**PROBLEM A:**
In the article on Honda's solid-state batteries, by what year does Honda aim to reach carbon neutrality across all its products?

**SOURCE EXCERPT:**
As carbon neutrality becomes an increasingly important priority for automakers, new developments in the EV space are more crucial now than ever before. Honda, a pioneer in efficiency technology, is not looking to be left behind in the EV race. Instead, the Japanese brand has positioned itself as a leader in battery technology with a full-blown commitment to the development of solid-state batteries.
Few emerging technologies are more important in the automotive world right now than solid-state batteries. Honda has already set big plans in motion to be among the first automakers to bring this critical technology to market. In this way, the Japanese brand can keep its products relevant and competitive for the next generation of drivers while also meeting its carbon emission standards.
The Origins Of Honda’s SSB Development
Honda has had a long-standing goal of realizing carbon neutrality across all its products by 2050. The only way that is going to happen is through the rapid development of emerging EV technologies. As the EV market currently stands, widespread adoption has been hampered by limited range, lackluster charging infrastructure, and exorbitant prices. Only one technology has been presented as a catch-all solution to our current situation: solid-state batteries. Honda views SSBs as one of the most important investments for the future prosperity of its brand. Let’s discuss Honda’s approach and why it has decided on a proprietary method.
Honda In-House Strategy
Solid-state batteries aren’t just some new technology for Honda; they represent the very future of the company. The Japanese brand aims to be one of the first globally to bring this product to market and initiate mass production. They are ensuring they can retain tight control over the development process of this core technology by not outsourcing the research or manufacturing of SSBs, but rather, keeping every part of the process in-house. Honda’s strategy for SSBs is a holistic one, where it envisions mass-production methods even from the early stages of development. Everything, from optimal size to materials and production methods, is considered during the development period. The better its mastery of the development process, the better the end product will be. In-house SSBs will be critical for Honda to develop better and more affordable EV products in the near future.
Honda’s Development Timeline
Honda has stated its goal is to introduce SSBs to production models by the second half of the 2020s. It is realistic to expect the implementation of Honda’s SSBs by 2028, which they consider the start of the “mid-term” in their battery development roadmap. By then, the brand also plans to have established full-scale battery data traceability, the application of sustainable materials, and the scaling up of its EV value chain. These developments mean that electric range is set to double in the second half of the 2020s from about 300 miles to 600 miles. Simultaneously, SSBs will allow for a 50 percent reduction in size, a 35 percent reduction in weight, and a 25 percent reduction in cost. If Honda can manage to achieve this potential, it will know it has secured a competitive edge ahead of other automakers in our future EV landscape.

**PROBLEM B:**
Return every line from the entries below that contains the word "plastic".

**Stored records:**
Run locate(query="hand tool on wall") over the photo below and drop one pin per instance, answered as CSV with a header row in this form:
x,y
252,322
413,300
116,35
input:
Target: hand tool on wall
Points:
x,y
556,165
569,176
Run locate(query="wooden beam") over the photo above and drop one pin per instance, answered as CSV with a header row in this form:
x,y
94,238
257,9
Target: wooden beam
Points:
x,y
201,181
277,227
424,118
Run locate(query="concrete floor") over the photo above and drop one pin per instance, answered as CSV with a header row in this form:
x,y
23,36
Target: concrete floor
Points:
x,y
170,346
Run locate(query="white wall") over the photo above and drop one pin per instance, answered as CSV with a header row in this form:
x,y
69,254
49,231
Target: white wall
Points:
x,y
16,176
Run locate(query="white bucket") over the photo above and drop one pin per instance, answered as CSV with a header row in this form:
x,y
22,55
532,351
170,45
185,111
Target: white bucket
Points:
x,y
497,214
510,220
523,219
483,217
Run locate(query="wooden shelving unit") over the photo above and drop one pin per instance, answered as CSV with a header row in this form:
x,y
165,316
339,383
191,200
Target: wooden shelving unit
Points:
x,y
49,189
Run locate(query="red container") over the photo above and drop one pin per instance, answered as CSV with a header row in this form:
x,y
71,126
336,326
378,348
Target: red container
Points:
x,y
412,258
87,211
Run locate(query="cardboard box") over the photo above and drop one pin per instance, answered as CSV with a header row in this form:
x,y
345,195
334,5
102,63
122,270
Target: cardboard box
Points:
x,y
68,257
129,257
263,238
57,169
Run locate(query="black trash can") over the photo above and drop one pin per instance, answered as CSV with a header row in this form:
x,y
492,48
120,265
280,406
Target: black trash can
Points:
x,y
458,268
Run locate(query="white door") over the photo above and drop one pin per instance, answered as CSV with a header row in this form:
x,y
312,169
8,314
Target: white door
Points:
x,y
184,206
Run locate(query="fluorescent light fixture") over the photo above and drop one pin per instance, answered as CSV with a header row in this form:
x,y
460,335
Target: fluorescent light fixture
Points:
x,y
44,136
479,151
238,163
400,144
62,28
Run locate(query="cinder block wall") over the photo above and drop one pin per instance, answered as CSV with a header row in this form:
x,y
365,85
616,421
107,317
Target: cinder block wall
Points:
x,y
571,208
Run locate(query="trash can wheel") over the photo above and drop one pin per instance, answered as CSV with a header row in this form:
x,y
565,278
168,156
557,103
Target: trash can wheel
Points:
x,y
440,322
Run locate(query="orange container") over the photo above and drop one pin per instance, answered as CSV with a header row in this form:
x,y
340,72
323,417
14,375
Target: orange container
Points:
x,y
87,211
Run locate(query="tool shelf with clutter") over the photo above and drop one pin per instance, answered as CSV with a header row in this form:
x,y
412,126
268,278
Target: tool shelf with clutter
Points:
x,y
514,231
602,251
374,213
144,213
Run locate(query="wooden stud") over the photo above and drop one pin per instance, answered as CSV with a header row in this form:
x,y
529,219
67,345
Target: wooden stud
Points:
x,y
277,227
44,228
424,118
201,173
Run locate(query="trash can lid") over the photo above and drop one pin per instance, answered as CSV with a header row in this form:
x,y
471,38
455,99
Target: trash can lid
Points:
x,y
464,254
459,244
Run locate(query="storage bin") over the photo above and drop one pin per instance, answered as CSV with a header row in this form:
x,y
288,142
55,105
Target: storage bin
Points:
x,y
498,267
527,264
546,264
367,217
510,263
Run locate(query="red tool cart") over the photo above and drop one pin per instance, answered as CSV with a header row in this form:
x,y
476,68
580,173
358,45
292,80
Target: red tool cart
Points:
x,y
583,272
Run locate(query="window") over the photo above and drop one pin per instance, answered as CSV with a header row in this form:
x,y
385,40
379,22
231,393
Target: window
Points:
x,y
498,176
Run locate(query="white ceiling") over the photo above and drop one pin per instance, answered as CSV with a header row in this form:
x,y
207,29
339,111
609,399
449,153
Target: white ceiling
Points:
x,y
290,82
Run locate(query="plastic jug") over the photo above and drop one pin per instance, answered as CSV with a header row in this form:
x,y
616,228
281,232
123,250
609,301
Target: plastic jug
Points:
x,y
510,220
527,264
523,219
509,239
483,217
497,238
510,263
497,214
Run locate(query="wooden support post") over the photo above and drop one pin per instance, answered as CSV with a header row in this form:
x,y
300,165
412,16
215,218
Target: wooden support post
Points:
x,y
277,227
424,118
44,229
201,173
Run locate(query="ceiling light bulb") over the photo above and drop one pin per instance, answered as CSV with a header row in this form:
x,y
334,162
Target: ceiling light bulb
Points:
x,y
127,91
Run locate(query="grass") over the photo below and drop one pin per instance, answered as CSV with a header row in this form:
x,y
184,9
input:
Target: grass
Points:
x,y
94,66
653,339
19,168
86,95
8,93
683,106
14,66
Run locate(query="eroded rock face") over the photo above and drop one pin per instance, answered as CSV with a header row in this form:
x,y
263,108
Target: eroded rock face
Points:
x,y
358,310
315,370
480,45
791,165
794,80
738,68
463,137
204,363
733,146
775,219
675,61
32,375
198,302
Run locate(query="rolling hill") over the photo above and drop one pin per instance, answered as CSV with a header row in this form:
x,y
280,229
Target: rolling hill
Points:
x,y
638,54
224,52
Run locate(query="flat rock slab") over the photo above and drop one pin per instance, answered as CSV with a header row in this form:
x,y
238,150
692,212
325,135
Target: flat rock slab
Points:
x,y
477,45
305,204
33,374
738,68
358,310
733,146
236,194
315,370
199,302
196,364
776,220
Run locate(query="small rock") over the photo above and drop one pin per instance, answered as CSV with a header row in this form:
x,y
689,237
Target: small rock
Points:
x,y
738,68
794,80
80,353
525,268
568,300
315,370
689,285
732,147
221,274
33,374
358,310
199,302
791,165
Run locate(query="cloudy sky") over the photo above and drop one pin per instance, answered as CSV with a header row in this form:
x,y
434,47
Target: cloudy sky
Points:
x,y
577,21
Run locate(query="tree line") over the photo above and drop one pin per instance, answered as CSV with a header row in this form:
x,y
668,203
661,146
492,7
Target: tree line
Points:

**PROBLEM SOLUTION A:**
By 2050.

**PROBLEM SOLUTION B:**
Run locate(query="plastic jug") over the photo above and drop one pin per instance, answered as CSV with a header row in this form:
Target: plastic jug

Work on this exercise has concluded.